[Lines of data]
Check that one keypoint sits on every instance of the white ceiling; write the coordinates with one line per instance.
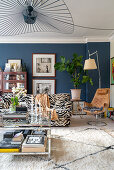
(89, 13)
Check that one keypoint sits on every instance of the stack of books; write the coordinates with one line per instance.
(34, 143)
(17, 139)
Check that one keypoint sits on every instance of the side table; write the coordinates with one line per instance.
(78, 106)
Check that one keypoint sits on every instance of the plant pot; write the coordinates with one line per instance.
(75, 93)
(12, 108)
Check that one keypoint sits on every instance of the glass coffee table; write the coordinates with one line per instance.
(12, 122)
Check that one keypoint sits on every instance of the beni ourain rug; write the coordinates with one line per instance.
(82, 149)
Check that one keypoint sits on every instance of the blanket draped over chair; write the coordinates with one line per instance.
(45, 105)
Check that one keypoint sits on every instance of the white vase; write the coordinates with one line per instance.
(75, 93)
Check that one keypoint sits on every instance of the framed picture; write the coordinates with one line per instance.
(45, 86)
(112, 71)
(15, 65)
(43, 65)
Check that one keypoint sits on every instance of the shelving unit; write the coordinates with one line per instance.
(13, 79)
(43, 123)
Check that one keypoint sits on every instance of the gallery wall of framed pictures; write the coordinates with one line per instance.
(43, 66)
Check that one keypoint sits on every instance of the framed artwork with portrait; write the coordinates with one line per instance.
(43, 86)
(43, 65)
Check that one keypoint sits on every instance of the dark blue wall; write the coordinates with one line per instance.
(104, 63)
(63, 81)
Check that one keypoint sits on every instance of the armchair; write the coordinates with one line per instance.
(99, 104)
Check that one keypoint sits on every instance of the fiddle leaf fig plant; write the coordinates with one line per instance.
(74, 67)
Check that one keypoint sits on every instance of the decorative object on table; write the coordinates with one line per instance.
(99, 104)
(14, 103)
(20, 85)
(45, 86)
(15, 64)
(34, 143)
(43, 65)
(91, 65)
(7, 67)
(19, 91)
(112, 71)
(74, 67)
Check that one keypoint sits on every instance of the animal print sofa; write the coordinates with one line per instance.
(60, 102)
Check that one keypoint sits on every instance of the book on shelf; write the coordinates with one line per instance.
(17, 139)
(34, 143)
(6, 146)
(9, 150)
(41, 149)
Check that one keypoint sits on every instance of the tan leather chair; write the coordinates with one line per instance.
(99, 104)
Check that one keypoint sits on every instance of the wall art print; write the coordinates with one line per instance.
(43, 65)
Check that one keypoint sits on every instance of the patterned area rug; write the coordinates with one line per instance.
(85, 149)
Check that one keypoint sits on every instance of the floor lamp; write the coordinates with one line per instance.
(90, 64)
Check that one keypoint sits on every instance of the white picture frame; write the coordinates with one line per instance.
(43, 65)
(16, 63)
(43, 86)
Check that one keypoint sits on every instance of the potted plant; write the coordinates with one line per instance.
(14, 103)
(74, 67)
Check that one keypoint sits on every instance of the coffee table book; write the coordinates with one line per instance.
(34, 143)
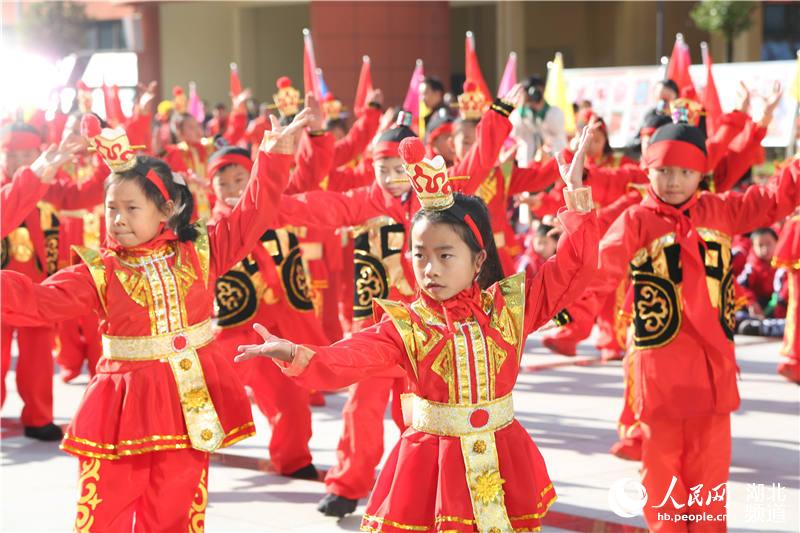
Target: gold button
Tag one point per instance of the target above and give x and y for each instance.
(479, 446)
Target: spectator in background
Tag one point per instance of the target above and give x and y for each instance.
(538, 126)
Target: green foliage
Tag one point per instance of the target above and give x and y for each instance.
(55, 29)
(725, 17)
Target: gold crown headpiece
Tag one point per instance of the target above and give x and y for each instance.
(472, 102)
(287, 99)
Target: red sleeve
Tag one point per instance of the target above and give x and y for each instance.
(327, 209)
(237, 125)
(357, 139)
(68, 293)
(364, 354)
(491, 133)
(762, 205)
(717, 145)
(66, 194)
(19, 198)
(616, 249)
(737, 160)
(138, 128)
(233, 236)
(533, 179)
(314, 158)
(345, 179)
(563, 277)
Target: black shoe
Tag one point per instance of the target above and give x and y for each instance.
(307, 472)
(48, 433)
(333, 505)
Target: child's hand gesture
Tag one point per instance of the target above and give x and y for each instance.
(47, 164)
(273, 347)
(572, 173)
(771, 102)
(283, 139)
(316, 120)
(515, 95)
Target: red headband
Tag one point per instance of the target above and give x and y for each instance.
(675, 154)
(229, 159)
(156, 180)
(20, 140)
(475, 231)
(386, 149)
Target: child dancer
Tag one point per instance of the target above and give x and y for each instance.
(163, 398)
(460, 345)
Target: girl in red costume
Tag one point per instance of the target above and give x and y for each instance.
(459, 344)
(162, 399)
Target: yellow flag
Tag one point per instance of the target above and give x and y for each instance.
(795, 90)
(555, 92)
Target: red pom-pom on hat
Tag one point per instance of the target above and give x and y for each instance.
(90, 126)
(411, 150)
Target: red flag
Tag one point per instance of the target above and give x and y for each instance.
(236, 84)
(310, 81)
(114, 114)
(364, 86)
(678, 70)
(472, 68)
(710, 97)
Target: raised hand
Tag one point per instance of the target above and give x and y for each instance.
(375, 96)
(515, 95)
(572, 173)
(273, 347)
(743, 98)
(148, 96)
(47, 164)
(316, 119)
(770, 103)
(284, 139)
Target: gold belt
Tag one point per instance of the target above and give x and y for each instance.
(312, 251)
(179, 349)
(450, 420)
(154, 347)
(475, 427)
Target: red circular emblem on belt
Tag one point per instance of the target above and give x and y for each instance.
(479, 418)
(180, 342)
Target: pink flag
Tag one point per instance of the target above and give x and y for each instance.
(364, 86)
(310, 80)
(710, 97)
(411, 103)
(472, 67)
(509, 78)
(196, 108)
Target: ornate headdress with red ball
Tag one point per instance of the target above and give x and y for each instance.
(430, 182)
(116, 150)
(287, 99)
(472, 102)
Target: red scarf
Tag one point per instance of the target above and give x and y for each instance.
(701, 315)
(464, 305)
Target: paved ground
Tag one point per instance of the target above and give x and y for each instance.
(569, 406)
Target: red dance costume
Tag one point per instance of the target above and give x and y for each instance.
(163, 396)
(462, 358)
(684, 382)
(787, 255)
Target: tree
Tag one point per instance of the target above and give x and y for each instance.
(723, 17)
(55, 29)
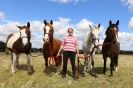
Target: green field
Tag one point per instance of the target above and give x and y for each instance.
(122, 79)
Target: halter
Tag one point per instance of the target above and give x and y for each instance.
(93, 41)
(22, 36)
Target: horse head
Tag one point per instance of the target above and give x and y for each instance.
(94, 34)
(25, 33)
(48, 31)
(112, 32)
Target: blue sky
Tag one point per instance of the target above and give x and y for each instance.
(67, 13)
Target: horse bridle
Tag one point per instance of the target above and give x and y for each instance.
(22, 36)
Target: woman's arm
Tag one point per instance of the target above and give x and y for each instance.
(61, 47)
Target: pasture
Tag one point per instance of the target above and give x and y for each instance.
(121, 79)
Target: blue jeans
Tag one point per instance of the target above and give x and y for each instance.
(71, 55)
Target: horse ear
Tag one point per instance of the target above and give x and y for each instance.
(117, 23)
(45, 22)
(51, 22)
(110, 22)
(28, 24)
(99, 25)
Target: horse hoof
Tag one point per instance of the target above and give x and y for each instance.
(111, 76)
(30, 72)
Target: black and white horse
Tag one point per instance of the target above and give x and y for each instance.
(18, 43)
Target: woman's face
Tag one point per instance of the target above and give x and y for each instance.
(70, 31)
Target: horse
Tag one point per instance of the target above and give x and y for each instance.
(111, 47)
(90, 45)
(51, 47)
(18, 43)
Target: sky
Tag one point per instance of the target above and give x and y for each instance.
(77, 14)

GIVEN REQUEST
Exact duplication of all the records is required; pictures are omitted from the copy.

EXERCISE RESULT
Check that one keypoint sits on every instance of the white ceiling; write the coordinates with one line per instance.
(89, 13)
Check that one keypoint sits on every instance of the stack of books; write the coordinates with one line per instance.
(34, 143)
(17, 139)
Check that one keypoint sits on every instance of the side table; write the coordinates with one line per instance.
(78, 106)
Check that one keypoint sits on every instance of the plant pot; write the coordinates with one line per instance.
(75, 93)
(12, 108)
Check that one keypoint sits on every instance of the glass coffee table; write the coordinates with one line per instance.
(12, 122)
Check that one keypoint sits on every instance of the beni ourain rug; write the coordinates with one line per instance.
(82, 149)
Check that one keypoint sits on every instance of the blanket draped over chair; write the coordinates with one line per instance.
(45, 105)
Check that one keypoint sits on every instance of the white vase; write the coordinates with one line per instance.
(75, 93)
Check that one keypoint sits on every instance of the framed picture; write the coordinates with one line per instance.
(45, 86)
(112, 71)
(15, 65)
(43, 65)
Check that one keypoint sits on every instance of the shelving unit; write the coordinates with one line per instance.
(13, 79)
(43, 123)
Check that one keypoint sits on every instance of the gallery wall of framed pictures; write the coordinates with one line per instance.
(43, 66)
Check that one keypoint sits on every instance of the framed artwork with portrait; write the coordinates with one line per instance.
(43, 86)
(43, 65)
Check that one keypoint sits on every instance of the dark blue wall; write the coordinates with one line per instance.
(104, 63)
(63, 81)
Check that one keypoint sits on every instance of the armchair; write the coordinates with one line per instance.
(99, 104)
Check that one keypoint sits on every instance of the fiddle leaf fig plant; write the coordinates with one line per instance.
(74, 67)
Check that one keypoint sits on every instance of the decorative object on table; write the coordinates with one line per instance.
(99, 104)
(14, 103)
(20, 85)
(45, 86)
(15, 64)
(34, 143)
(43, 65)
(91, 65)
(7, 67)
(19, 91)
(112, 71)
(74, 67)
Check that one keypoint sits on every instance of the animal print sofa; write the coordinates with one line per instance.
(60, 102)
Check that one keypoint sits on every instance of the book on shelf; write the coordinates with one line per instance.
(17, 139)
(34, 143)
(6, 146)
(9, 150)
(41, 149)
Check that one keypoint sits on every instance of the tan leather chair; write the coordinates with one line per instance.
(99, 104)
Check that one keypoint sits on every instance of the wall art print; write the coordinates with one line per instance.
(43, 65)
Check that one keypoint sits on every instance of the patterned area rug; write the coordinates with one line per instance.
(85, 149)
Check that one keypoint sits on every instance of the floor lamp; write the coordinates with one line per instance.
(90, 64)
Check that one keypoint sits on every instance of the white picture frame; write the coordinates with one line per instance.
(43, 65)
(16, 63)
(43, 86)
Check that one keypoint sits on every instance of the potted plant; write the coordinates with one line per instance.
(14, 103)
(74, 67)
Check that one keypoint sits on every instance of the coffee table book; write the coordinates with one line per instance.
(34, 143)
Target: gold button
Tag one point per instance of the target above and give x and y for each instance.
(479, 446)
Target: spectator in background
Tag one point per instance of the target above and give x and y for each instance.
(538, 126)
Target: green foliage
Tag one point per instance of the target above and give x and y for each instance.
(55, 29)
(725, 17)
Target: gold crown headpiece
Tag one point per instance of the target above and give x and y for each instance.
(472, 102)
(287, 99)
Target: red sleeve
Tag one point per instance of the target above and give x and y for each instance.
(327, 209)
(237, 125)
(357, 139)
(68, 293)
(364, 354)
(491, 133)
(762, 205)
(717, 145)
(66, 194)
(19, 198)
(616, 249)
(737, 160)
(138, 128)
(233, 236)
(533, 179)
(314, 158)
(345, 179)
(563, 277)
Target: black shoe
Tag one point per instance of the target above and give x and y for each instance.
(307, 472)
(48, 433)
(333, 505)
Target: child's hand gesture
Tag one point per instance of the target above and give x and y for each instance.
(47, 164)
(273, 347)
(572, 173)
(771, 102)
(283, 139)
(316, 120)
(515, 95)
Target: red headband
Tag one point per instance of the target above and give x and y for each instance.
(675, 154)
(229, 159)
(156, 180)
(20, 140)
(475, 231)
(386, 149)
Target: child dancer
Tag one point per instance of the target above and give x and y for each instance.
(163, 398)
(460, 345)
Target: girl in red costume
Tag one point per instance of the target above and give x and y for each instance.
(459, 344)
(162, 399)
Target: yellow flag
Tag one point per instance of the target above and give x and y for each instance.
(795, 90)
(555, 92)
Target: red pom-pom on hat
Tag one point per instance of the target above and give x and y for each instance.
(90, 126)
(411, 150)
Target: red flag
Tag one point per instance of the target above and give x and y for each instance.
(236, 84)
(310, 81)
(114, 114)
(364, 86)
(678, 70)
(472, 68)
(710, 97)
Target: raised hand
Tag one point per instance of the target above and give x and y for each instance.
(375, 96)
(515, 95)
(572, 173)
(273, 347)
(743, 98)
(148, 96)
(47, 164)
(316, 119)
(770, 103)
(284, 139)
Target: gold belt
Tag one point per instance of the target above and give x and y for each instance.
(312, 251)
(179, 349)
(450, 420)
(154, 347)
(475, 427)
Target: red circular emblem on belt
Tag one point per instance of the target above and give x and y for each instance.
(479, 418)
(180, 342)
Target: pink flag
Tag one point per instance of the target above and give x and y for each instance.
(364, 86)
(310, 80)
(710, 97)
(411, 103)
(472, 67)
(509, 78)
(196, 108)
Target: ornate headdress with red ball
Tag one point per instance of the target above and give x and y for each instance.
(430, 182)
(116, 150)
(287, 99)
(472, 102)
Target: red scarf
Tag one point per instance of the target above and give x and y for each instance.
(701, 315)
(464, 305)
Target: paved ground
Tag one point per instance of the target above and give x and y for each instance.
(569, 406)
Target: red dance costume
Tag one point per instance of the target above and give x and y for each instance.
(163, 396)
(462, 358)
(684, 382)
(787, 255)
Target: tree
Tag one point per instance of the target above and give x and y for each instance.
(723, 17)
(55, 29)
Target: green field
Tag one point per instance of the target above and give x and y for each instance.
(122, 79)
Target: halter
Tag one point per instance of the target above and give x and y for each instance.
(93, 41)
(22, 36)
Target: horse head
Tag one point per instance of the target above and give x and y for each instance.
(94, 34)
(25, 33)
(48, 31)
(112, 32)
Target: blue sky
Tag one point per instance of the target above and give x and y for each instance.
(67, 13)
Target: horse bridle
Tag one point per instance of the target above and give x and y for each instance.
(22, 36)
Target: woman's arm
Tag one point per instance of the target above and give x and y for each instance.
(61, 47)
Target: pasture
Tag one point per instance of the target above and give x and y for each instance.
(121, 79)
Target: blue jeans
Tag one point per instance of the target above and give x and y for each instance.
(71, 55)
Target: horse ear
Tag one point per instance of the target above and give x and y for each instance.
(117, 23)
(45, 22)
(51, 22)
(110, 22)
(28, 24)
(99, 25)
Target: horse hoof
Tag one point per instance of the target above and give x and y for each instance.
(111, 76)
(30, 72)
Target: black and white horse
Tag one point per instance of the target above and give x and y for each instance.
(18, 43)
Target: woman's face
Tag one point per instance of the target above and give x and y for each instance.
(70, 31)
Target: horse
Tag one point per instance of the target above and give x and y for each instance.
(111, 47)
(90, 45)
(51, 47)
(18, 43)
Target: sky
Tag one point per instance of the target above and give x and y for each instance.
(77, 14)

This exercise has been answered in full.